Seattle's ready to peddle the pedal

What is the best thing about the Seattle Bicycle Master Plan? Project manager Peter Lagerwey of the Seattle Department of Transportation is emphatic: "It's going to happen."

What is the best thing about the Seattle Bicycle Master Plan? Project manager Peter Lagerwey of the Seattle Department of Transportation is emphatic: "It's going to happen."

A 10-year plan to add hundreds of miles of bikeways to Seattle streets will not molder on a shelf. Working off the enthusiasm of a growing community of bicyclists and powered by money approved by voters in 2006, elements of the plan have been under way since spring. An estimated 6,000 Seattle residents use bicycles to get to work. One goal is to triple that number by 2017, and do it while safety for bicyclists is improved throughout the city.

As the price of gasoline soars, and concerns about greenhouse-gas emissions are incorporated into daily lives, the bicycle plan contains a key observation:

"Many people would choose to bicycle if they had a connected network of comfortable, safe bicycle facilities throughout the city."
════════════════════
_WHAT THIS TASK INVOLVES_:
Write out the stretch of the text on Seattle's bicycle plan from "Seattle's ready to" through "improved throughout the city.", word for word.
════════════════════
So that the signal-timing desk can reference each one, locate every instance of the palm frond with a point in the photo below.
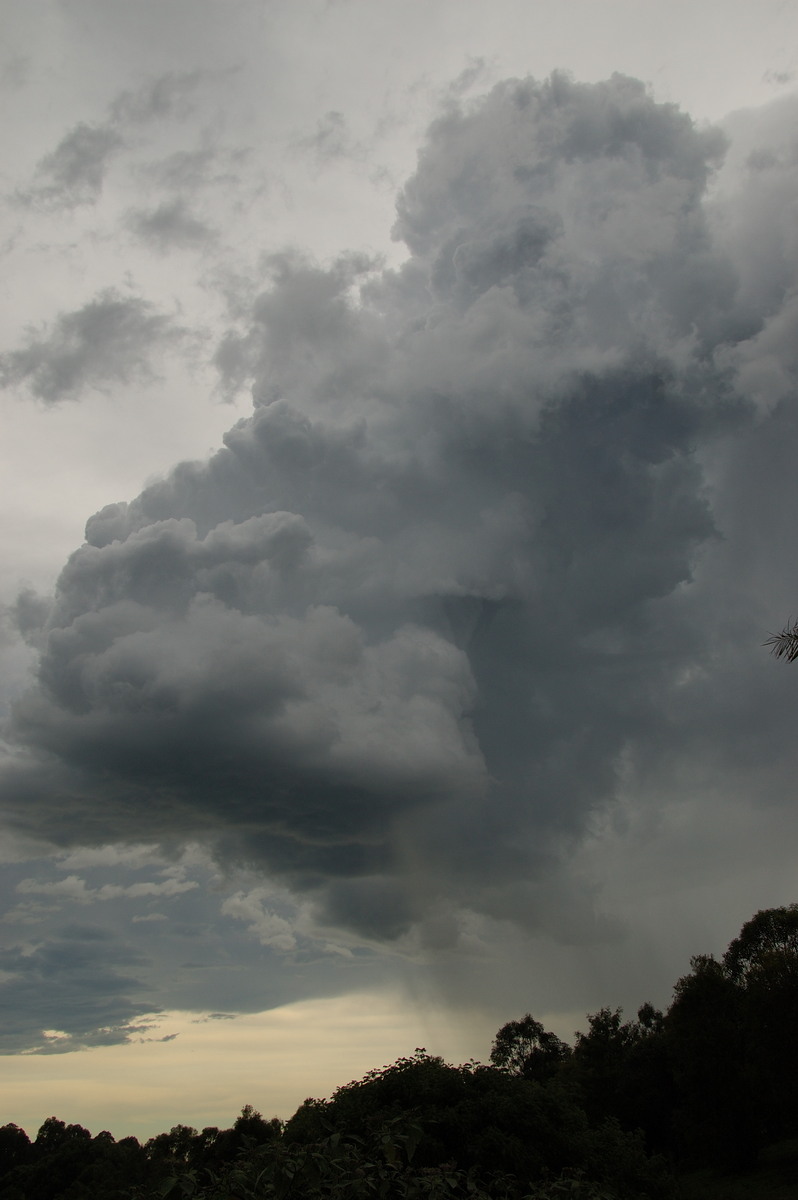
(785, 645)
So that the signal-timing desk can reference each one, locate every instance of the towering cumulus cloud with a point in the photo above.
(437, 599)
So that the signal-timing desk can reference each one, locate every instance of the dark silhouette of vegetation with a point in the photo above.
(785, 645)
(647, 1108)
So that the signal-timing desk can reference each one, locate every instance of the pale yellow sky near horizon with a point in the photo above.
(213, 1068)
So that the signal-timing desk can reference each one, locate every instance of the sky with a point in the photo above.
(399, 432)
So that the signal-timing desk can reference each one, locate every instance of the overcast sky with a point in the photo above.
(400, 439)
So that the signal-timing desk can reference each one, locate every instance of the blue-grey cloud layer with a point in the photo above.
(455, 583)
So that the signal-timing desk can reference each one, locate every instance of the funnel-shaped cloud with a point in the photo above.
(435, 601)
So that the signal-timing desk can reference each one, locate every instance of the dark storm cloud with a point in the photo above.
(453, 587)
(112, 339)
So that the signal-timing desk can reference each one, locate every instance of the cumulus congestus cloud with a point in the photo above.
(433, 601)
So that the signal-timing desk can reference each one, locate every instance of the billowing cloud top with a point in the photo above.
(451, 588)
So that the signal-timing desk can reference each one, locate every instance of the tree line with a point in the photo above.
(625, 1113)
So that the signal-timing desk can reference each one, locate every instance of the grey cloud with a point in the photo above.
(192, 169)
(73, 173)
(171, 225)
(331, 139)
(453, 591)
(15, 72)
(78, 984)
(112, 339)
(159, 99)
════════════════════
_RESULT FOR THIS EXERCISE_:
Seattle's ready to peddle the pedal

What is the best thing about the Seattle Bicycle Master Plan? Project manager Peter Lagerwey of the Seattle Department of Transportation is emphatic: "It's going to happen."

What is the best thing about the Seattle Bicycle Master Plan? Project manager Peter Lagerwey of the Seattle Department of Transportation is emphatic: "It's going to happen."

A 10-year plan to add hundreds of miles of bikeways to Seattle streets will not molder on a shelf. Working off the enthusiasm of a growing community of bicyclists and powered by money approved by voters in 2006, elements of the plan have been under way since spring. An estimated 6,000 Seattle residents use bicycles to get to work. One goal is to triple that number by 2017, and do it while safety for bicyclists is improved throughout the city.